Défis
1. Citez sans rien changer le passage du texte sur Ferdinand Chalmeton qui s'ouvre sur les mots contenant « Il reste en » et se clôt sur « au catholicisme social. ».
2. Rédigez la suite du texte sur Ferdinand Chalmeton en reprenant juste après sa dernière phrase.

Texte à lire

========================

En août 1848, il se marie avec Huberte de Croy. Il est fait chevalier de la Légion d’honneur en 1861. L’année suivante, il laisse la conduite de l’exploitation minière à l’ingénieur en chef Marsaut et installe le siège social de la compagnie à Nîmes, où il s’établit lui-même, se consacrant désormais à la direction commerciale. Il développe aussi les institutions sociales : des caisses de secours et de retraite, des pensions ou des indemnités en cas d’accident. Il occupe un siège d’administrateur à la Société des Aciéries de Firminy, à la Compagnie des produits chimique d’Alès et de la Camargue et à la société des mines de Mokta El Hadid (dans l’est de l’Algérie).

Il reste en relation avec l’École sociétaire. Au milieu des années 1860, François Barrier et Jean-Baptiste Noirot s’efforcent de réorganiser le mouvement fouriériste. Ils envisagent en 1866 la création d’un nouveau périodique et adressent à leurs condisciples un courrier dans lequel ils leur demandent de préciser l’aide qu’ils pourraient apporter à ce projet. Ferdinand Chalmeton indique qu’il est prêt à s’abonner et à prendre une action [5]. On ignore si, lorsque La Science sociale est effectivement lancée, en mars 1867, il honore cet engagement. Dans les années suivantes, il paraît surtout lié au catholicisme social.

En juin 1891, une fête est donnée pour les cinquante ans de l’arrivée de Chalmeton à la tête de la compagnie houillère de Bessèges. Le personnel lui offre un buste en marbre, tandis que le pape Léon XIII – qui vient de publier l’encyclique Rerum Novarum, sur la question sociale – lui fait remettre la croix de Saint-Grégoire le Grand. L’évêque de Nîmes, « Mgr Gilly, dont on sait le zèle pour la question ouvrière envisagée catholiquement », commente La Croix, y célèbre une messe, préside le banquet rassemblant les salariés et prononce « un beau discours sur la question ouvrière » [6].

========================

Listing présenté
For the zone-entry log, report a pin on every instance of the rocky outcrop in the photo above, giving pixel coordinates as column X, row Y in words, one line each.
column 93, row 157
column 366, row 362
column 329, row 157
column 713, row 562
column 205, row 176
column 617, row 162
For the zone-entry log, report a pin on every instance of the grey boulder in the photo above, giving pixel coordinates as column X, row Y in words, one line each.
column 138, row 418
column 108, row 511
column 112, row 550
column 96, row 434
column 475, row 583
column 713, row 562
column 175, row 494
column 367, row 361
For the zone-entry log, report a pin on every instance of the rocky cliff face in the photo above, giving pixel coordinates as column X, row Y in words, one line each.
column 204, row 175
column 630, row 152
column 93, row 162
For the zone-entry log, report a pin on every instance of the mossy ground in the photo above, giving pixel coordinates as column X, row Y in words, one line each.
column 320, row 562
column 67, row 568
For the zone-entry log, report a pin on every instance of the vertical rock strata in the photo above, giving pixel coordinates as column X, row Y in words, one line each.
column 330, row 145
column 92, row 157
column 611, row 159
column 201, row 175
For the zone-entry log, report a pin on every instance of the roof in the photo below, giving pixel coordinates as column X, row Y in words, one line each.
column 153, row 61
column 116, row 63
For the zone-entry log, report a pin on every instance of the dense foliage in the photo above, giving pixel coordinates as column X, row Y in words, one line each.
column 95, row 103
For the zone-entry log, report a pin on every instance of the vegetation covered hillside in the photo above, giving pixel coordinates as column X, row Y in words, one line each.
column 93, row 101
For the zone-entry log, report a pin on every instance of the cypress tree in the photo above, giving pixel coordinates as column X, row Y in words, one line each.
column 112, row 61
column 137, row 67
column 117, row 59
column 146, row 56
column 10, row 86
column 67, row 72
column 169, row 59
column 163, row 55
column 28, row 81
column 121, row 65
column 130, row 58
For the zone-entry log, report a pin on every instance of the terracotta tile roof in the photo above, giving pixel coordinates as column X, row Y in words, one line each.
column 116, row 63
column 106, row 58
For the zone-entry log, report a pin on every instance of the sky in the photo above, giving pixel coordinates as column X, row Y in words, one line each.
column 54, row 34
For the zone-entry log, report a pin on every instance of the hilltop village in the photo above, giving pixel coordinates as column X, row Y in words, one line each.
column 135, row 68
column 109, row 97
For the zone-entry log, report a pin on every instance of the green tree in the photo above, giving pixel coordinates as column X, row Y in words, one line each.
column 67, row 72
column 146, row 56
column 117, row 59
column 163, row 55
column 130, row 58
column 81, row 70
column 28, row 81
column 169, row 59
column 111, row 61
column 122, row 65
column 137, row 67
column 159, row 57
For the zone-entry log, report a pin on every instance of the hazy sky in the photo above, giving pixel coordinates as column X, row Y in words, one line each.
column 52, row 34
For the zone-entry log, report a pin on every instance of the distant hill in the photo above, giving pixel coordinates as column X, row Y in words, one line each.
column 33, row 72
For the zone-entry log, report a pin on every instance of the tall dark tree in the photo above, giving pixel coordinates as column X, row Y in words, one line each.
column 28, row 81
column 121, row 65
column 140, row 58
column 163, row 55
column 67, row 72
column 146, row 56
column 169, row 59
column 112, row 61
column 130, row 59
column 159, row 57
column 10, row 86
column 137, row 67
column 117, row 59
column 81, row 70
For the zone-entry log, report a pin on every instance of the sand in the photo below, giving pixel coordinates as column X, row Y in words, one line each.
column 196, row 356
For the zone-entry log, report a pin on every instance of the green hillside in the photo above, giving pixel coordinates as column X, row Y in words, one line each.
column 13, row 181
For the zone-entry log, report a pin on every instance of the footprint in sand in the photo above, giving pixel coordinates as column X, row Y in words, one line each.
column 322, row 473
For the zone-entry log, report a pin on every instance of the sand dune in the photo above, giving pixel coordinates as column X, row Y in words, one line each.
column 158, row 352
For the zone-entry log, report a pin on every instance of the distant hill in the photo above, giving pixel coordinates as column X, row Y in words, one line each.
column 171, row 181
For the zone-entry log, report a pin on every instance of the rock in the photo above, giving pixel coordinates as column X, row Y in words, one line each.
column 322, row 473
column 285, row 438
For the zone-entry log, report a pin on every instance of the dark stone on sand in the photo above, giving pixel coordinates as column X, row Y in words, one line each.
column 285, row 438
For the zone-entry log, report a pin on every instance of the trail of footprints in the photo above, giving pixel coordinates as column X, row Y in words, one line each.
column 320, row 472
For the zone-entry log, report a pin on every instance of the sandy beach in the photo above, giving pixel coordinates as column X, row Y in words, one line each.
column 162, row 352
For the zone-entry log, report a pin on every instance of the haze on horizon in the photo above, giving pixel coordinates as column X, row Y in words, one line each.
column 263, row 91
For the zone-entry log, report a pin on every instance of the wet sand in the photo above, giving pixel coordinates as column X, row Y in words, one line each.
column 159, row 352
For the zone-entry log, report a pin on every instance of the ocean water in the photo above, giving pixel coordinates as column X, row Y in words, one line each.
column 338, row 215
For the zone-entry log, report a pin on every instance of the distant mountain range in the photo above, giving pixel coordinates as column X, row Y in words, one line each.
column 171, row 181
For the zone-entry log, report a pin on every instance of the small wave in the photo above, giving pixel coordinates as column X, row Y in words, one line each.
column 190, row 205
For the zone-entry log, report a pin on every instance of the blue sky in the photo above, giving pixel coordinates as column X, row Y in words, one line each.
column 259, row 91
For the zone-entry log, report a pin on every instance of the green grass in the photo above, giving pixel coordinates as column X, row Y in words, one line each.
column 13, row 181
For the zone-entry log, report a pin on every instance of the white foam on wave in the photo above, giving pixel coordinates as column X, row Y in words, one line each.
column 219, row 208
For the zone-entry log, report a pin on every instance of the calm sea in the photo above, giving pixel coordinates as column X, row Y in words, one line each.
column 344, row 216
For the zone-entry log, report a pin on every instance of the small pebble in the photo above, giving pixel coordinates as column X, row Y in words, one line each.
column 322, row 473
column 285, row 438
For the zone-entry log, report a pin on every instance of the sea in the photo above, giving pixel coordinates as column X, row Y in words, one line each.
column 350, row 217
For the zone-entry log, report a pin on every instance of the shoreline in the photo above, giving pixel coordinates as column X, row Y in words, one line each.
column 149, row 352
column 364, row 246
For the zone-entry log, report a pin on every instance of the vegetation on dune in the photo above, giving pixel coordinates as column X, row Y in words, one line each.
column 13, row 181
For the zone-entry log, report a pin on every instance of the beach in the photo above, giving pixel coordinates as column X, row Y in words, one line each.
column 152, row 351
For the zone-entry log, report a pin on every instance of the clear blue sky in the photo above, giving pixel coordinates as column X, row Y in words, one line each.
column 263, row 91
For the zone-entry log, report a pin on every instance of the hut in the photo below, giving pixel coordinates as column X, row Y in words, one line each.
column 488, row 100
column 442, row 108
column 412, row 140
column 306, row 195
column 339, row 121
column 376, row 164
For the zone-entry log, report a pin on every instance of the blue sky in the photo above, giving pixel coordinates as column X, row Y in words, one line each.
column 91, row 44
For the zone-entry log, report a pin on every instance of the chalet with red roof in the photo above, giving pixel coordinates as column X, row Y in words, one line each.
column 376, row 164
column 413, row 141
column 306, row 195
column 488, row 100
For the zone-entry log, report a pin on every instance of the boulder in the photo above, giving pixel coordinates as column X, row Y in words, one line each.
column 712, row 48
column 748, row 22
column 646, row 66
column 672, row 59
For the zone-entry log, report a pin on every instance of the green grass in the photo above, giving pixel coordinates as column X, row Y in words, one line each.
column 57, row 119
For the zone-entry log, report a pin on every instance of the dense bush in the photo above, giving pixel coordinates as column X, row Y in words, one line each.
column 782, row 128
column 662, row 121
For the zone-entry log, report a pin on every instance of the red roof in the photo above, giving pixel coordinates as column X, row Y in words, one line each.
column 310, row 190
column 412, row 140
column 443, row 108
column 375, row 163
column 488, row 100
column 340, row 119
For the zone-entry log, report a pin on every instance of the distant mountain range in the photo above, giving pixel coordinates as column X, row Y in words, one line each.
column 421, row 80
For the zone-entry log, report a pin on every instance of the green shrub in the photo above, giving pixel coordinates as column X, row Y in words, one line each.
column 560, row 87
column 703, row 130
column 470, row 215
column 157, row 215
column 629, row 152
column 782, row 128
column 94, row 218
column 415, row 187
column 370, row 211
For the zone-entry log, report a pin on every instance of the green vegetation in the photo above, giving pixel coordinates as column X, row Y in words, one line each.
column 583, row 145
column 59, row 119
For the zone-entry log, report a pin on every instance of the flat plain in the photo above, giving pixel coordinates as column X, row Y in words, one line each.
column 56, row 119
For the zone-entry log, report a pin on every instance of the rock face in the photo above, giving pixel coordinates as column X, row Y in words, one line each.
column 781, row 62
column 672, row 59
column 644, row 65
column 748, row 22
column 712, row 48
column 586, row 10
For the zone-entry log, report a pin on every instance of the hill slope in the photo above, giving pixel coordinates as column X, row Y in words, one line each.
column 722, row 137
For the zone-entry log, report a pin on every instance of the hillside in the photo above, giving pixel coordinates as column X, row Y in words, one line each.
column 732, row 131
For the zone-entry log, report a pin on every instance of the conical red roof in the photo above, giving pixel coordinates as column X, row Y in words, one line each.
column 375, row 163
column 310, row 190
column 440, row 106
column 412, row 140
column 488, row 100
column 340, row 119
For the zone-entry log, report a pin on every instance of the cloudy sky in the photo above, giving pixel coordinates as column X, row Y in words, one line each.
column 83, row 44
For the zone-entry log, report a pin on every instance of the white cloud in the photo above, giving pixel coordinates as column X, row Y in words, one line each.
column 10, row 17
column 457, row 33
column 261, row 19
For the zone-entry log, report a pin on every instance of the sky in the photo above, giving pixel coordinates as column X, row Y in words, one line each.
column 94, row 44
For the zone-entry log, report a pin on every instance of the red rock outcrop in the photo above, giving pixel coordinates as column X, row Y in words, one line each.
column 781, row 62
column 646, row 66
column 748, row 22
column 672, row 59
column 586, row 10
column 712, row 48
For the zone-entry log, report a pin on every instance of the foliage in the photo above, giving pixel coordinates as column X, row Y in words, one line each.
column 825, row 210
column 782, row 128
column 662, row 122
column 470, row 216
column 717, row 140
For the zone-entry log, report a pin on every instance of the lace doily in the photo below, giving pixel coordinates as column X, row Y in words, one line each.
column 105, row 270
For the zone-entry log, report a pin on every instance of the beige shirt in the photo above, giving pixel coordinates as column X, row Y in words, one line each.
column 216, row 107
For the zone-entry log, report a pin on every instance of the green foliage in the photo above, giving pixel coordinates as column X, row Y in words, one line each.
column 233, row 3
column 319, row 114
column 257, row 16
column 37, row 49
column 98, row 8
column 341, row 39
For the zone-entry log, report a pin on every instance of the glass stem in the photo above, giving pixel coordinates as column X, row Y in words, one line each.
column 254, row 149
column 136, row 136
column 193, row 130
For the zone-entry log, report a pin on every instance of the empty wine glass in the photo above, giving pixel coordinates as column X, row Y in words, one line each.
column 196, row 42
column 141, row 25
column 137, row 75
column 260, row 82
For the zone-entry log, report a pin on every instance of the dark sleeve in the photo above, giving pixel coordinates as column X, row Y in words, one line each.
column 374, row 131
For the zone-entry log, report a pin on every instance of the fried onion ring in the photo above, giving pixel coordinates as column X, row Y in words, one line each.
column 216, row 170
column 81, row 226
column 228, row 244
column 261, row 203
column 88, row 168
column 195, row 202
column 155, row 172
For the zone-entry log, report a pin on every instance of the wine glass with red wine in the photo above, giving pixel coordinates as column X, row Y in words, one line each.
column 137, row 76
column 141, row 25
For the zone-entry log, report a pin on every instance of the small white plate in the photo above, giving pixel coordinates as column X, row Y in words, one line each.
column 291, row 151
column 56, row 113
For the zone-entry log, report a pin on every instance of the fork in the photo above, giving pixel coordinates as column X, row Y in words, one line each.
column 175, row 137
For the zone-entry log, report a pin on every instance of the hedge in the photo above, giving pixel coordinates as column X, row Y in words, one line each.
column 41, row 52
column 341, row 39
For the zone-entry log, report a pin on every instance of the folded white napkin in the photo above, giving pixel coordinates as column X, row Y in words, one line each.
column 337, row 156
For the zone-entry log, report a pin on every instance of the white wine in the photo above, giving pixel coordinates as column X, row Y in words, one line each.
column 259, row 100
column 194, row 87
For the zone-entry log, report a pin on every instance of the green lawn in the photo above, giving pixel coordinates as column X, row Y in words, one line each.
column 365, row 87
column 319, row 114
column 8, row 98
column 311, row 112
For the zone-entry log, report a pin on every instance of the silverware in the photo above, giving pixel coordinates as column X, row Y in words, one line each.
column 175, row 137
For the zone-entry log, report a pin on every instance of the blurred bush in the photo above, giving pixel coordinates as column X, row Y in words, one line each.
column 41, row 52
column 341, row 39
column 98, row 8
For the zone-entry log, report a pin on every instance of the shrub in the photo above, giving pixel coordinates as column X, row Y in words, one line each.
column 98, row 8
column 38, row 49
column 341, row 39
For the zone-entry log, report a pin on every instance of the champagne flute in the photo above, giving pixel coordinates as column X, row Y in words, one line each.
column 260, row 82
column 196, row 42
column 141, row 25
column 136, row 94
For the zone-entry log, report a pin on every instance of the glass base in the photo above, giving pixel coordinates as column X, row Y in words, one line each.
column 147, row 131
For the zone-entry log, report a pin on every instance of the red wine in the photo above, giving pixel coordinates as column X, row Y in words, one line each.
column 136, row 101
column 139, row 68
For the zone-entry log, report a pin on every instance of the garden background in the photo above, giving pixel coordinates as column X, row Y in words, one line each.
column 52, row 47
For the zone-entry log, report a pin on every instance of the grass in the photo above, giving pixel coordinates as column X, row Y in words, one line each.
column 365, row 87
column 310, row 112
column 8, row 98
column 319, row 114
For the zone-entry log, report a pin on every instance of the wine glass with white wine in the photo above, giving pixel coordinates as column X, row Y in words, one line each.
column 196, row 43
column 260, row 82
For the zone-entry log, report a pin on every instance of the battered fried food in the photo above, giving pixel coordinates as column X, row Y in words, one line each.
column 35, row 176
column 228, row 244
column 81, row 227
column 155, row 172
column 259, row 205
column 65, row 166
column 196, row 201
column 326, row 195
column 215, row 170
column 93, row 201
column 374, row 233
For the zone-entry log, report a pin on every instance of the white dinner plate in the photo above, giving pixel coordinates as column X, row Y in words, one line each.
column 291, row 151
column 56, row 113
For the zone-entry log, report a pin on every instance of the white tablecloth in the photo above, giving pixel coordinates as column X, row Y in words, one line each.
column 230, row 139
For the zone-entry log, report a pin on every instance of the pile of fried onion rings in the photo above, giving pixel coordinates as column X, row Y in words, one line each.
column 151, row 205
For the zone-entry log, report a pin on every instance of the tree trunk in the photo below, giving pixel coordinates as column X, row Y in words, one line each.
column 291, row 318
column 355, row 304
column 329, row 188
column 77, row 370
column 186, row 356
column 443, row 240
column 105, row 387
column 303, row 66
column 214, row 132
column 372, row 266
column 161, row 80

========================

Réponses aux tâches
1.
Il reste en relation avec l’École sociétaire. Au milieu des années 1860, François Barrier et Jean-Baptiste Noirot s’efforcent de réorganiser le mouvement fouriériste. Ils envisagent en 1866 la création d’un nouveau périodique et adressent à leurs condisciples un courrier dans lequel ils leur demandent de préciser l’aide qu’ils pourraient apporter à ce projet. Ferdinand Chalmeton indique qu’il est prêt à s’abonner et à prendre une action [5]. On ignore si, lorsque La Science sociale est effectivement lancée, en mars 1867, il honore cet engagement. Dans les années suivantes, il paraît surtout lié au catholicisme social.

2.
Ferdinand Chalmeton rappelle lors de cette fête de 1891 son ancienne adhésion à la théorie de Fourier.

On a pu dire que j’avais été séduit par les généreuses chimères de ce penseur. Cela est vrai, j’ai espéré, j’espère encore l’amélioration de notre ordre social. Le temps est proche peut-être où l’accord se fera entre toutes les classes et où le travail, le talent, le capital recevront chacun une juste rémunération. C’est pour tâcher d’atteindre ce résultat que je suis resté cinquante ans à la tête de la Compagnie de Bessèges, et, si nos efforts n’ont pas complètement réussi, le succès déjà obtenu prouve que nous n’avons pas poursuivi un but chimérique [7].

Il pratique la participation des salariés aux bénéfices, dont les fouriéristes Jean Leclaire et Jean Baptiste André Godin ont été des pionniers. Cependant, on ne lui connaît aucune relation avec le mouvement fouriériste à partir des années 1870. Inspiré par le catholicisme social. Il fait « construire des églises et des écoles chrétiennes pour sa famille ouvrière » [8]. En 1901, une nouvelle fête – qui commence par une messe – est organisée à Bessèges pour les soixante années de présence de Chalmeton à la tête de l’entreprise [9].

La Croix consacre à Ferdinand Chalmeton une longue nécrologie, alors que l’organe fouriériste La Rénovation ne signale pas son décès. La municipalité de Bessèges attribue le nom de l’ancien directeur de la houillère à une de ses rues.